### Given instruction
Retype the listing that follows, word for word.

### Available records
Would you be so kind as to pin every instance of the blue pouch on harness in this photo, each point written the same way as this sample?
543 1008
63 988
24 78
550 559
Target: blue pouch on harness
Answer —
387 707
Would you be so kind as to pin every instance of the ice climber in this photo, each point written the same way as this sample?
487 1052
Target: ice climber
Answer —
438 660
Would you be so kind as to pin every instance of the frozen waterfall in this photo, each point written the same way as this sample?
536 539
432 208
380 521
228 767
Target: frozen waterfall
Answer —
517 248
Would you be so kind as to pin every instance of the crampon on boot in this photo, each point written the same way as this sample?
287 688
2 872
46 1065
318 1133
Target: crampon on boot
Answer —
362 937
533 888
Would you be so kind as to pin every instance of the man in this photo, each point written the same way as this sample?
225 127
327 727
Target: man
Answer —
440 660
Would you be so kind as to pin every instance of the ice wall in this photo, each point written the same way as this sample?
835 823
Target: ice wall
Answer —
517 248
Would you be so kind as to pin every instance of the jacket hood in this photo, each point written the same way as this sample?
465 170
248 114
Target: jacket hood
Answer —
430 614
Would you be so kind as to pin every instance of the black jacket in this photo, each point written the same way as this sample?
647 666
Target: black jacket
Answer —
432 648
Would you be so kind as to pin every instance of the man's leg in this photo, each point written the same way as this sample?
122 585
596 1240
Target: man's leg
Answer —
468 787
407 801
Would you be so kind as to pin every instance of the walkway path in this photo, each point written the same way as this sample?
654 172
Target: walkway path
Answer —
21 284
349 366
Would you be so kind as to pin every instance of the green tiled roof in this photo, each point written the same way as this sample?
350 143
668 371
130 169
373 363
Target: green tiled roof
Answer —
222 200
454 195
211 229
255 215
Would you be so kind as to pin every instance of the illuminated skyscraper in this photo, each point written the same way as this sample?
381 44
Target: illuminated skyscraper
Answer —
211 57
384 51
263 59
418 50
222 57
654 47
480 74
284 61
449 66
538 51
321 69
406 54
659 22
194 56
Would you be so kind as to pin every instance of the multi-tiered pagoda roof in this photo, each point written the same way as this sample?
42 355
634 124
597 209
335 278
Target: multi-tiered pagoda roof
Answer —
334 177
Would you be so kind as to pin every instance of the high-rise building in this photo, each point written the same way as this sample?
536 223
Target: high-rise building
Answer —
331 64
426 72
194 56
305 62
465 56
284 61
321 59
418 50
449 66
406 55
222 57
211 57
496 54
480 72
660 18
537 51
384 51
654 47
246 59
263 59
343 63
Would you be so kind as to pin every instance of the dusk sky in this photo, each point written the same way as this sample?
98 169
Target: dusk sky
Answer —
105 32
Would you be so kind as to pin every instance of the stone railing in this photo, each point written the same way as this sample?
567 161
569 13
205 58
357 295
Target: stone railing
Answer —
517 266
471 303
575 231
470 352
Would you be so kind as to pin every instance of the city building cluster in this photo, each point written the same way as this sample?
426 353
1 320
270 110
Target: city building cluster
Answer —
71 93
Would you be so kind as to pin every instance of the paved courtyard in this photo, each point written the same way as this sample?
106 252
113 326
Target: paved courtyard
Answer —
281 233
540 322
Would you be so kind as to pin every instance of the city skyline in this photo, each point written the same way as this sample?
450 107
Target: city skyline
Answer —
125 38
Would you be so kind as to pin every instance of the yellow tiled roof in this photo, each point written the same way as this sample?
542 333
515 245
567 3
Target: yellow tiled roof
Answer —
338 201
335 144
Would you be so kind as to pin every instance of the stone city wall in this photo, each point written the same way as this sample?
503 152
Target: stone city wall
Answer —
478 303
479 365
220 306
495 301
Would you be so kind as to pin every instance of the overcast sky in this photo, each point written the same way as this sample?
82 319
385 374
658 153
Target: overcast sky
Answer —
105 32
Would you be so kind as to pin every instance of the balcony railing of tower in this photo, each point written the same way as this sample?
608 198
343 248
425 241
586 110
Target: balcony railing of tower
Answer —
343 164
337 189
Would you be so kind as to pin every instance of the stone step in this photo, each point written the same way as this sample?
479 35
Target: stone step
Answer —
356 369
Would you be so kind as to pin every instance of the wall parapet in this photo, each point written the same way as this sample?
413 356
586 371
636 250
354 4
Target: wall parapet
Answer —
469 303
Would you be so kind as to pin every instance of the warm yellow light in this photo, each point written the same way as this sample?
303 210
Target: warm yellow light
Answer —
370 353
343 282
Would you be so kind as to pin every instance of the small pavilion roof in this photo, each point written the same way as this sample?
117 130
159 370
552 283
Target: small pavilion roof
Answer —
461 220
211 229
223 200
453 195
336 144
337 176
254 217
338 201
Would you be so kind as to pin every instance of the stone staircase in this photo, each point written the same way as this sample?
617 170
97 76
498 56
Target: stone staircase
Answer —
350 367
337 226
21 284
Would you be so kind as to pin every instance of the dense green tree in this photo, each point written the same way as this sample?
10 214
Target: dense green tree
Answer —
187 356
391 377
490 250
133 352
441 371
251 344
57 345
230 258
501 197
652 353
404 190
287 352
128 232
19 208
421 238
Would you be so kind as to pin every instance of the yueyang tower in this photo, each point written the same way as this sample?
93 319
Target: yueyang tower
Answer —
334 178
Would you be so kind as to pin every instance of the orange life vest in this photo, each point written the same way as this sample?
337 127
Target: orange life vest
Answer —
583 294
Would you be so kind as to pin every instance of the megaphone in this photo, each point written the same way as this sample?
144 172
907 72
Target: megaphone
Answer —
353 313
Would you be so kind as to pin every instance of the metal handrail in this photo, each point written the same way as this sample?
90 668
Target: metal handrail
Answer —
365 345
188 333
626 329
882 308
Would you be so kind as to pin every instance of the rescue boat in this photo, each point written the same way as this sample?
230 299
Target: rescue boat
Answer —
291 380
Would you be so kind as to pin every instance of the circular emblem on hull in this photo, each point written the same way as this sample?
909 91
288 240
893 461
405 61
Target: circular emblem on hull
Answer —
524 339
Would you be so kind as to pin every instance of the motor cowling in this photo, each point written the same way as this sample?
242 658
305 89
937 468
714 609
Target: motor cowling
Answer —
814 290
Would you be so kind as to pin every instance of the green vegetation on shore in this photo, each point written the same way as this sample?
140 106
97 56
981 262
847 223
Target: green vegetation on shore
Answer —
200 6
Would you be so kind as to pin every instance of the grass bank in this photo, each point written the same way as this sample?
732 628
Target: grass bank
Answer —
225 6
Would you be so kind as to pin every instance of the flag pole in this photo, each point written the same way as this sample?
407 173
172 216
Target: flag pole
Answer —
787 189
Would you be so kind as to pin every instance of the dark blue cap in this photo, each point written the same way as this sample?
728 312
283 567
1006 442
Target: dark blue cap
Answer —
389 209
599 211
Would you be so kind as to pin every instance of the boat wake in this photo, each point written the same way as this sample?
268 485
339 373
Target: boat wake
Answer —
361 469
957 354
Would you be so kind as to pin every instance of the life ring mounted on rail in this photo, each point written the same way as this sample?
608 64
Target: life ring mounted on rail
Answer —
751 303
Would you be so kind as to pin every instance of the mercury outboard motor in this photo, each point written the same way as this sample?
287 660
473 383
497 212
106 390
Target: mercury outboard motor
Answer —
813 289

### Written answer
Would you be so kind as to pin every instance of the blue pouch on harness in this photo, each point written the same way as this sample?
543 1008
63 988
24 78
550 559
Target: blue pouch on harness
Answer —
387 707
Would you be so kind as to pin every instance of the ice climber in this photo, each point written the same way as this sample?
487 1052
Target: ice climber
Answer —
438 660
Would you be so kind as to pin every instance of the frozen waterfall in this photo, each point written the same way as this sample?
536 539
432 208
380 521
228 767
Target: frozen waterfall
Answer —
517 248
Would you be so kind as to pin every instance of the crampon on boot in this photo, each point written the same way as this sample?
287 688
2 872
46 1065
318 1133
Target: crampon on boot
Answer —
362 937
533 888
Would you be so kind as to pin every instance of the man in this photo, each point written the same way as this sample?
225 127
327 727
Target: man
Answer —
440 660
Would you be so kind as to pin every instance of the ice wall in this photo, each point written the same way as this sample?
835 823
Target: ice wall
Answer —
517 248
Would you be so kind as to pin every instance of the jacket hood in this photo, each point written the same way as this sample?
465 170
248 114
Target: jacket hood
Answer —
430 614
Would you be so kind as to pin every instance of the black jacket in this photo, each point written the same way as this sample?
647 666
Target: black jacket
Answer —
432 648
Would you be so kind as to pin every instance of the man's leg in this photo, each point written the same way as this sample?
122 585
596 1240
Target: man's leg
Answer —
468 787
407 801
Would you be so kind as to pin every instance of the walkway path in this photo, each point written the same way as this sample?
654 172
Target: walkway path
Answer —
21 284
349 366
Would you be so kind as to pin every instance of the green tiled roof in this photo, each point written the same way as this sample?
350 143
668 371
130 169
373 363
Target: green tiled roof
Answer —
222 200
454 195
211 229
255 215
Would you be so kind as to pin every instance of the illuminated skyscraper in this photo, each point written the same way as this sample?
381 44
Target: illuminated skyscraper
Answer —
211 57
384 51
263 59
418 50
222 57
654 47
480 74
284 61
449 66
538 51
321 69
406 54
659 22
194 56
Would you be so kind as to pin every instance of the multi-tiered pagoda roof in this photo, each point written the same way as this sample?
42 355
634 124
597 209
335 278
Target: multi-tiered pagoda roof
Answer —
334 177
Would you be so kind as to pin every instance of the high-rise building in this photo, each point written the same way as this sample?
536 223
Target: high-rise building
Answer —
331 64
426 72
194 56
305 62
465 56
284 61
321 59
418 50
449 66
406 55
222 57
211 57
496 54
480 72
660 18
537 51
384 51
654 47
246 59
263 59
343 63
Would you be so kind as to pin every instance of the dusk sky in this photo, each point written the same way as this sample?
98 169
Target: dusk sky
Answer —
105 32
Would you be so kind as to pin every instance of the stone railing in this photo, each point written the same way as this sample?
567 161
569 13
205 58
357 295
Target: stone railing
Answer —
517 266
471 303
575 231
470 352
Would you be so kind as to pin every instance of the city building cluster in this photo, each point written the same way as this sample?
426 353
1 320
270 110
Target: city building cluster
Answer —
71 93
Would you be so kind as to pin every instance of the paved courtyard in this photo, each point written the same way as this sample?
106 252
113 326
Target: paved courtyard
Answer —
281 233
540 322
Would you be so kind as to pin every instance of the city skyline in this photo, each point written the same way as this sample?
450 107
Target: city skyline
Answer —
125 38
Would you be so kind as to pin every instance of the yellow tiled roof in this photo, each point written the same way as this sample?
542 333
515 245
567 3
Target: yellow tiled roof
Answer —
338 201
335 144
Would you be so kind as to pin every instance of the stone city wall in this photo, each point written the same way as this sample?
503 152
Target: stone city wall
Answer —
478 303
479 365
220 306
495 301
Would you be so kind as to pin every instance of the overcast sky in this photo, each point written the same way as this sample?
82 319
385 374
658 153
Target: overcast sky
Answer —
105 32
Would you be so kind as to pin every instance of the balcony railing of tower in this photo, each point written the same way as this sample?
608 198
343 248
425 241
586 110
Target: balcony railing of tower
Answer —
343 164
337 189
Would you be so kind as to pin every instance of the stone step in this photo, each point written the same way as this sample?
479 35
Target: stone step
Answer —
356 369
Would you be so kind as to pin every instance of the wall parapet in this photo, each point written the same way as this sample?
413 356
586 371
636 250
354 4
Target: wall parapet
Answer —
469 303
Would you be so kind as to pin every instance of the warm yellow light in this photo, each point written the same way as this sample?
303 210
Target: warm yellow light
Answer —
370 353
343 282
Would you be so kind as to pin every instance of the small pavilion roof in this photo, each point written the same way as this sample?
117 130
159 370
552 283
Target: small pavilion roof
Answer —
461 220
211 229
223 200
453 195
336 144
337 176
254 217
338 201
Would you be so kind as to pin every instance of the stone staircase in this photo, each point written the same way as this sample?
617 170
97 76
498 56
Target: stone staircase
Answer —
350 367
337 226
21 284
Would you be so kind as to pin every instance of the dense green tree in this photo, each point written the same way as this sample?
10 214
Target: dense green tree
Answer —
187 356
391 377
490 250
133 352
441 371
251 344
57 345
230 258
501 197
652 353
404 190
287 352
128 232
19 208
421 238
Would you be so kind as to pin every instance of the yueyang tower in this photo, each point written the same way as this sample?
93 319
Target: yueyang tower
Answer —
334 178
Would you be so kind as to pin every instance of the orange life vest in this photo, each point written the same way as this sample?
337 127
Target: orange life vest
Answer —
583 294
Would you be so kind as to pin every instance of the megaphone in this photo, each point written the same way as this sample?
144 172
907 72
Target: megaphone
Answer —
353 313
Would you be so kind as to pin every instance of the metal handrail in this photo, each point written the same way as this sample?
90 668
Target: metal handrail
Answer —
365 345
188 333
626 329
882 308
Would you be so kind as to pin every instance of the rescue boat in this photo, each point written the same way as this sample?
230 299
Target: rescue boat
Answer —
291 380
Would you be so kind as to pin every instance of the circular emblem on hull in this photo, each point written the same way as this sample?
909 91
288 240
893 461
405 61
Target: circular emblem on hull
Answer —
524 339
Would you be so kind as to pin every instance of the motor cowling in this photo, each point written the same way as this sample?
242 658
305 89
937 468
714 609
Target: motor cowling
Answer —
814 290
Would you be so kind as to pin every instance of the green vegetation on shore in this photo, each point written the same way as this sample?
140 106
97 56
981 262
847 223
Target: green vegetation on shore
Answer —
200 6
Would you be so kind as to pin every instance of the grass bank in this photo, each point written the same way as this sample?
732 628
Target: grass bank
Answer —
225 6
Would you be so kind as to pin every instance of the flag pole in this photo, each point written the same way as this sample?
407 173
172 216
Target: flag pole
Answer —
787 189
Would you be so kind as to pin every instance of the dark blue cap in this photo, each point written the same way as this sample?
728 312
283 567
1006 442
Target: dark blue cap
Answer —
389 209
599 211
Would you be so kind as to pin every instance of the boat wake in this photo, each point written the same way as this sample?
268 485
339 373
Target: boat wake
Answer —
361 469
957 354
Would you be so kind as to pin every instance of the life ring mounted on rail in this photo, each point written the same way as this sample?
608 64
Target: life ring mounted on rail
Answer —
751 303
Would you be so kind as to pin every instance of the mercury outboard motor in this photo, each point written the same way as this sample?
287 660
473 383
497 212
106 390
Target: mercury outboard motor
Answer —
813 289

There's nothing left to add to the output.